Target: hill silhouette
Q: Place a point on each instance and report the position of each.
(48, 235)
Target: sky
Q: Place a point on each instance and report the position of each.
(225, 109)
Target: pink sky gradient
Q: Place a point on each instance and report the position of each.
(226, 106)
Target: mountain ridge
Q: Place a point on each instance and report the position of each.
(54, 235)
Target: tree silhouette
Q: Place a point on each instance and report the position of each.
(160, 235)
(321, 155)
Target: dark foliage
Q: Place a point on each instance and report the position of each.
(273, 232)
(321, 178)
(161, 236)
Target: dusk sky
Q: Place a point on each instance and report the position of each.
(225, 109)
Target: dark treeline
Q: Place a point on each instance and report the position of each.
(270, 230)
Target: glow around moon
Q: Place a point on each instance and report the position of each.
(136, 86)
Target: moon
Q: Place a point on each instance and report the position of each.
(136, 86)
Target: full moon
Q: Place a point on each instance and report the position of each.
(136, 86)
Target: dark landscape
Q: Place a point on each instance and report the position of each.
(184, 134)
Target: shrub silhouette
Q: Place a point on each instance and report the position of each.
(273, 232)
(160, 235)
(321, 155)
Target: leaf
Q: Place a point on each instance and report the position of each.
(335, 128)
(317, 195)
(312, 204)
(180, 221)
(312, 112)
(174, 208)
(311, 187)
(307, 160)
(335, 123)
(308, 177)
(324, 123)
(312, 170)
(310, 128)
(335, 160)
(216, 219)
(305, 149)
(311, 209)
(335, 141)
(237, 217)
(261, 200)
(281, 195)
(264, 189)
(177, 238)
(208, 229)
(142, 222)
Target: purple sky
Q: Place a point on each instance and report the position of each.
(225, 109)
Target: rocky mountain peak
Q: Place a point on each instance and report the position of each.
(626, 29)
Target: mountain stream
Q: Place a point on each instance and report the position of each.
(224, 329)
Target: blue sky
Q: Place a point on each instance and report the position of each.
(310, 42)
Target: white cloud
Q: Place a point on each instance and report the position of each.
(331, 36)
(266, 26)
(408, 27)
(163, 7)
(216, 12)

# [Task statement]
Please output the entire listing exactly as it stands.

# [Answer for this exercise]
Target: hill silhouette
Q: Place a point on each instance and report the position of each.
(48, 235)
Target: sky
Q: Place a point on each instance and report the position of each.
(225, 109)
Target: pink sky gradient
Q: Place a point on each instance and report the position of each.
(226, 106)
Target: mountain ridge
Q: Place a point on each instance and report the position of each.
(54, 235)
Target: tree silhouette
Q: Place a point on each instance and report the position of each.
(160, 235)
(321, 155)
Target: dark foliage
Q: Place a point on each instance and report the position of each.
(273, 232)
(321, 178)
(161, 236)
Target: dusk sky
Q: Place a point on each instance and report the position of each.
(225, 109)
Target: dark treeline
Q: Place a point on each instance and report the position of each.
(270, 230)
Target: glow around moon
Q: Place a point on each instance and report the position of each.
(136, 86)
Target: moon
Q: Place a point on each instance and report the position of each.
(136, 86)
Target: full moon
Q: Place a point on each instance and report the position of each.
(136, 86)
Target: dark landscape
Q: Place a point on each instance and report the position of each.
(184, 134)
Target: shrub silhouette
Q: Place a point on each instance and report the position of each.
(273, 232)
(160, 235)
(321, 155)
Target: leaf
Q: Place a point on each instance and report the position of each.
(335, 128)
(317, 195)
(312, 204)
(180, 221)
(312, 112)
(174, 208)
(311, 187)
(307, 160)
(335, 123)
(308, 177)
(324, 123)
(312, 170)
(310, 128)
(335, 160)
(216, 219)
(305, 149)
(311, 209)
(335, 141)
(237, 217)
(261, 200)
(281, 195)
(264, 189)
(177, 238)
(208, 229)
(142, 222)
Target: purple sky
Q: Place a point on each instance and report the position of each.
(225, 109)
Target: rocky mountain peak
Q: Place a point on each instance and report the position of each.
(626, 29)
Target: mountain stream
Q: Place a point on each instance and report the position of each.
(224, 329)
Target: blue sky
Q: Place a point on each instance and report the position of each.
(310, 42)
Target: white cloud
Q: Place a point on each instance and report the position of each.
(331, 36)
(266, 26)
(408, 27)
(163, 7)
(216, 12)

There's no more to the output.